◆ Records provided:

- - -

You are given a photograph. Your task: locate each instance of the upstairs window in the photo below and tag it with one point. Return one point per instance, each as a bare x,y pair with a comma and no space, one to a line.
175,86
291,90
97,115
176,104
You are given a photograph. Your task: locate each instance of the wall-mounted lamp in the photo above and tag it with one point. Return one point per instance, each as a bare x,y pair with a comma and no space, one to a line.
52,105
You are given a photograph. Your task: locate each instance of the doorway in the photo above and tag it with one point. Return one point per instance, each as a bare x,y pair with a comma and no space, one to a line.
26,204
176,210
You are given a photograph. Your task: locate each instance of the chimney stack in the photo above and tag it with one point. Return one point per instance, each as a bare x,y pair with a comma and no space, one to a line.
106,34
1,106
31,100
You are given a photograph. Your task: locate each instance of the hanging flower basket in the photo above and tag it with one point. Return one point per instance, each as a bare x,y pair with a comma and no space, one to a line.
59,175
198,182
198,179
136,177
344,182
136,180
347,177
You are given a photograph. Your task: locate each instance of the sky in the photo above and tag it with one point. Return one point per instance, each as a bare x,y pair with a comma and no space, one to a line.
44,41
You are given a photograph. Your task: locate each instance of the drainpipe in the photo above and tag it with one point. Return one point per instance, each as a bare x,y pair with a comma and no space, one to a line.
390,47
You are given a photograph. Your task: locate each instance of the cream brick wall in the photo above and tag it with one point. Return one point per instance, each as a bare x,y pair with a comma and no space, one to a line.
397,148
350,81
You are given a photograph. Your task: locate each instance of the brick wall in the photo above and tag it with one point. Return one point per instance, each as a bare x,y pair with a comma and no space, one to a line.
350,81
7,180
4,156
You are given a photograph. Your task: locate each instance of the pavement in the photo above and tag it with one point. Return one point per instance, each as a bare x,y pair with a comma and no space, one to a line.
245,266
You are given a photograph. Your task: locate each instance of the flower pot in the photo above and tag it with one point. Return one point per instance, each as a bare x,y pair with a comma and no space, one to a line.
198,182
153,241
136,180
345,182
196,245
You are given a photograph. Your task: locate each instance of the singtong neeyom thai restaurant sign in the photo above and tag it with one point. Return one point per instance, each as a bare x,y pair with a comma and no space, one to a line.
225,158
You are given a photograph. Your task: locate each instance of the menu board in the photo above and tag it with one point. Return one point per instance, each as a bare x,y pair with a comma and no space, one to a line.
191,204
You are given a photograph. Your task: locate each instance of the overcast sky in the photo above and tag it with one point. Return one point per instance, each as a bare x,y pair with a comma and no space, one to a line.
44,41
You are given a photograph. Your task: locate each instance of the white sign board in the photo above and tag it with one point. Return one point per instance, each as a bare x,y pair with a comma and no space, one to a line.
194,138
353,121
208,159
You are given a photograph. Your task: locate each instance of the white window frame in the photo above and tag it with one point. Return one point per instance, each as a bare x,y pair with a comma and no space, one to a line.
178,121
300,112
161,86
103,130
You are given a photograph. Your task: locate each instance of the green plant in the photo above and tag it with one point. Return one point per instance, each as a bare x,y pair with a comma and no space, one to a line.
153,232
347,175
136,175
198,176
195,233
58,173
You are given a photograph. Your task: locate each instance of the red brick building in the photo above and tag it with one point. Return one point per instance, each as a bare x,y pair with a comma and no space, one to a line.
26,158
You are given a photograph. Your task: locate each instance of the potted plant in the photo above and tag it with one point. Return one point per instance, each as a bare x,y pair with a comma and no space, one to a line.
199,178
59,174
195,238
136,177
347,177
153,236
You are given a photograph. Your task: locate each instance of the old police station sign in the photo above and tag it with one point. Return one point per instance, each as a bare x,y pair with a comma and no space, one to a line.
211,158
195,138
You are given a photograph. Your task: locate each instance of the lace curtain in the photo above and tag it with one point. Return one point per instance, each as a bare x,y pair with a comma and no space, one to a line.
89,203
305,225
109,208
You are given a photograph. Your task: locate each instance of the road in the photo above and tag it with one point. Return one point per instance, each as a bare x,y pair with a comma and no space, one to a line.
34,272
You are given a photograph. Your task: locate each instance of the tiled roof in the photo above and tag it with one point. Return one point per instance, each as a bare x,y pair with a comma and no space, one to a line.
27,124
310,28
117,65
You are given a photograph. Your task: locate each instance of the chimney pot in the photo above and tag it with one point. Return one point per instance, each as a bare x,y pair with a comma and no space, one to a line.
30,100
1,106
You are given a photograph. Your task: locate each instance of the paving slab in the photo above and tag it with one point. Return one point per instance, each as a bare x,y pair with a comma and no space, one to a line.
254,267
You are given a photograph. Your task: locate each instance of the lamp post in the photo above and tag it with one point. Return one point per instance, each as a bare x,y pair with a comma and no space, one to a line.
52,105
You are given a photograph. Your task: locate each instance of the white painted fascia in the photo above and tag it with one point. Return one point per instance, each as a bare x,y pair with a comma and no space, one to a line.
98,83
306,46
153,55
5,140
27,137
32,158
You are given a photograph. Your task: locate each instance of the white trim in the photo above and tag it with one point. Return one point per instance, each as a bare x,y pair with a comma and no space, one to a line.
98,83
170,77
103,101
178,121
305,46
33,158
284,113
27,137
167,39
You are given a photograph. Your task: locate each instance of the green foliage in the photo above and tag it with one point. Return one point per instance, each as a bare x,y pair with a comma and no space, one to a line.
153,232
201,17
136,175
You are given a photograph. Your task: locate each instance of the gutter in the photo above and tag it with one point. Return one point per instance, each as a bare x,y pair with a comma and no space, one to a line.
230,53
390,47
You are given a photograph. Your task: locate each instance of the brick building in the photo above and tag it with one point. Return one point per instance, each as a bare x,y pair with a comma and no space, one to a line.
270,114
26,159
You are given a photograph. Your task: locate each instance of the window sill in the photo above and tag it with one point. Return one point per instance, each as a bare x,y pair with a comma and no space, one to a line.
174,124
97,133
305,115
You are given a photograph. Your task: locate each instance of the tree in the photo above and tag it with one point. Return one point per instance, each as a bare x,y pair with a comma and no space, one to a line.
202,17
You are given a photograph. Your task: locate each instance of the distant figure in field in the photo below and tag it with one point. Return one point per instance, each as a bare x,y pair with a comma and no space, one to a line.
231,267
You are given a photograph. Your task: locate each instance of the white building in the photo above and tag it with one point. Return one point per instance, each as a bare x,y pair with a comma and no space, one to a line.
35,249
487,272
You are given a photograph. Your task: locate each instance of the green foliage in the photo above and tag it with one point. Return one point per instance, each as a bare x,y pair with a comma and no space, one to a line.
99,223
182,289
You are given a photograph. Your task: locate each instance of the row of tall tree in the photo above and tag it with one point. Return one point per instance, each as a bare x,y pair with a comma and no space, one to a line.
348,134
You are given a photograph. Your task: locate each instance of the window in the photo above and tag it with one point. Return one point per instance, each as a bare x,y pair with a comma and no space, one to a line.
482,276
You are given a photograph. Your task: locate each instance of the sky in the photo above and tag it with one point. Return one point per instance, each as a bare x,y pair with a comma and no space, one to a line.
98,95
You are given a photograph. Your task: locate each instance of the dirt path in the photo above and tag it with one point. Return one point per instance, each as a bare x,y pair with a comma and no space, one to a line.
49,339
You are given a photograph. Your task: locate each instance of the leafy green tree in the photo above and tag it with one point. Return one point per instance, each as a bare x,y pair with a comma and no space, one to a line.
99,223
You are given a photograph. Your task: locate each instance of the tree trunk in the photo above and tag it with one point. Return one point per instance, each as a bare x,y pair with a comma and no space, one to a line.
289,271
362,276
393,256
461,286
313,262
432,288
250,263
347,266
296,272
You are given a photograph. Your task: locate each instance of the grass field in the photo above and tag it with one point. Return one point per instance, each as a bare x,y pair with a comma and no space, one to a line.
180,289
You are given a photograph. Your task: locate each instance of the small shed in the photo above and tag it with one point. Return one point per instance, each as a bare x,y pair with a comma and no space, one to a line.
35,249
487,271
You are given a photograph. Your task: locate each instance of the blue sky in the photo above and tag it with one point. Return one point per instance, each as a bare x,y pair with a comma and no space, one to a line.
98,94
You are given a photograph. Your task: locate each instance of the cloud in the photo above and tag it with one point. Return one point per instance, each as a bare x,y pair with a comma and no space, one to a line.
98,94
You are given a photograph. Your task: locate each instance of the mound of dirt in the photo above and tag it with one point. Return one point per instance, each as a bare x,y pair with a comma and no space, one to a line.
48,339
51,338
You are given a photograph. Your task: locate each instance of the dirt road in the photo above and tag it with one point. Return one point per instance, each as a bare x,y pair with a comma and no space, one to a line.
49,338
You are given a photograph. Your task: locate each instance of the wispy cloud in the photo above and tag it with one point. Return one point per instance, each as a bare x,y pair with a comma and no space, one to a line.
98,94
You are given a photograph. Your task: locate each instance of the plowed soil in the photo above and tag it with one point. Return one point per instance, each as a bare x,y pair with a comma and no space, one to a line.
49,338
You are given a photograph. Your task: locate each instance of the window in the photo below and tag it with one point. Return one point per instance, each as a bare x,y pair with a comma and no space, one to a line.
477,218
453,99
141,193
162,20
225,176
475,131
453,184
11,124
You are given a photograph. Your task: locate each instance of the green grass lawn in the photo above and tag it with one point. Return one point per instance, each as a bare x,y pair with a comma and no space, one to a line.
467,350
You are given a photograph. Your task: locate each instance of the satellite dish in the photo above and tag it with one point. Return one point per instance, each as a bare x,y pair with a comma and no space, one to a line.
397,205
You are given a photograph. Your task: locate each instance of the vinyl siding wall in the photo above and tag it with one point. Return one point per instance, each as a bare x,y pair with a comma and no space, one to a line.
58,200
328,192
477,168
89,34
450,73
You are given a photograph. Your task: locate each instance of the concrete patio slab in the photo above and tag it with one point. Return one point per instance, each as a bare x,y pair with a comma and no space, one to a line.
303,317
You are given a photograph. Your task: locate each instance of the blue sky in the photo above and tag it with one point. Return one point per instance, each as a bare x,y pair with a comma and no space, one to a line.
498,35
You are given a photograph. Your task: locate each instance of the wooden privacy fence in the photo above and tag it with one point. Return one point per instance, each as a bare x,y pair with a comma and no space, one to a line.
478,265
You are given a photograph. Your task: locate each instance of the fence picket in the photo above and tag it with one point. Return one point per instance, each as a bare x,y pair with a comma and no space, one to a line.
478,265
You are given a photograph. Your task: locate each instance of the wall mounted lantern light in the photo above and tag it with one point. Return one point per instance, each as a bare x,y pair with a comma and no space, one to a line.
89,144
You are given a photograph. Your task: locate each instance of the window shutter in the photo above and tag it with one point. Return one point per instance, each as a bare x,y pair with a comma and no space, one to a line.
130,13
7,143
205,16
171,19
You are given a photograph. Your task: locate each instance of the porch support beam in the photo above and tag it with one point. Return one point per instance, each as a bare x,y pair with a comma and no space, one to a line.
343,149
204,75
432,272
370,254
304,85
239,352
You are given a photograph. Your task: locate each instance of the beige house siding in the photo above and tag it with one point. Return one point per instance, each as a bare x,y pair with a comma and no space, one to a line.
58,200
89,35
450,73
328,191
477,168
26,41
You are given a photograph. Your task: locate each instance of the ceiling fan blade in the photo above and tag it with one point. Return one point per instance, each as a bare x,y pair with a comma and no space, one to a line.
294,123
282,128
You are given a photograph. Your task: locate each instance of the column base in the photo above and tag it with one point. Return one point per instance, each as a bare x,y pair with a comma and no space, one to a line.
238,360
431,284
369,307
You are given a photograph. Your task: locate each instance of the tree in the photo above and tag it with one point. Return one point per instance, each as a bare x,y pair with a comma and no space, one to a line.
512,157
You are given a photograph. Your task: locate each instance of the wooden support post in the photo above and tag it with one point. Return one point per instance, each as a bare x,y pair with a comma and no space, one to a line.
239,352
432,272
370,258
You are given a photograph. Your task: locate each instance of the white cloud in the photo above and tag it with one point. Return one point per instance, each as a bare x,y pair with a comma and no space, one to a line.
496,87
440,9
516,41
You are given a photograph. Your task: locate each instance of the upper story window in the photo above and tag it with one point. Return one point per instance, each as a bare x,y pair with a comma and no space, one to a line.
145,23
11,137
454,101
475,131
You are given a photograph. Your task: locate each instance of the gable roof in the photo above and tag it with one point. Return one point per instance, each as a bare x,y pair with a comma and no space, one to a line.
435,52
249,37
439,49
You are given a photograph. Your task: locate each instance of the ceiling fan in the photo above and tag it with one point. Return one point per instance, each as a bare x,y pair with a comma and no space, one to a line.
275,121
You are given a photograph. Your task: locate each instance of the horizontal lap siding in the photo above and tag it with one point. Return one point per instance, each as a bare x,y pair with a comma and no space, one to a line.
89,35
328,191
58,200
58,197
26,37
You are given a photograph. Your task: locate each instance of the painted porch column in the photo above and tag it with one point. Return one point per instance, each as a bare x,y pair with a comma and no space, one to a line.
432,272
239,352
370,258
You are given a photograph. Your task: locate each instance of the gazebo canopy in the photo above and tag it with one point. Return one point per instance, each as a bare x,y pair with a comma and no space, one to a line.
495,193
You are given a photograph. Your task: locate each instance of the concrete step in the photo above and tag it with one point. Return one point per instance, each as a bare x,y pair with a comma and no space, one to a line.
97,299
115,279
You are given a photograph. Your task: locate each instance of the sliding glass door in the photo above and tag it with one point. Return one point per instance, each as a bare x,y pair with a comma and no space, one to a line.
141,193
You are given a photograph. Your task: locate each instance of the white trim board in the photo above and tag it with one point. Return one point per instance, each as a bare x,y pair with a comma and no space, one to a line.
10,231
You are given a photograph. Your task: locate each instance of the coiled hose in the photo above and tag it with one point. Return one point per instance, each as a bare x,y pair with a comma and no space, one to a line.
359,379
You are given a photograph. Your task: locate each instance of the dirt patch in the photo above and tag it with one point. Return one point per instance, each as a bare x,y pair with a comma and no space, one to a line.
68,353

- - -

◆ The request: Reproduce, word for word, every line starting at the line that contains "the concrete step" and ending with the final line of the entries.

◆ Answer below:
You are given a photograph. Your task: locate each instance of the concrete step in the photo above and tag it with one point. Return one point per instance, each as a bare x,y pair with a comma and no space, one to a line.
97,299
115,279
You are given a photograph. Your task: locate each instance of the sliding glass door in the photo above and tag it with one point. Return one point per instance, each as a bare x,y pair with a comma and no space, one to a line.
141,193
You are given a photograph. Your task: locate each instance of the white trim board in the photo above and tag it with one point. Return one point per instance, each as a bare x,y pair with a comma and no space, one to a line.
10,231
You are given a photograph. Your task: locate each instance of the coiled hose in the photo above and tag it with one point. Return one point per instance, each as a bare x,y pair with a comma and no space, one to a line.
359,379
You are given a photograph. Your task: locate each instance of the dirt patch in the photo above and tag it with one point. Return one point per instance, each as a bare x,y pair with a comma and no space, one to a line.
68,353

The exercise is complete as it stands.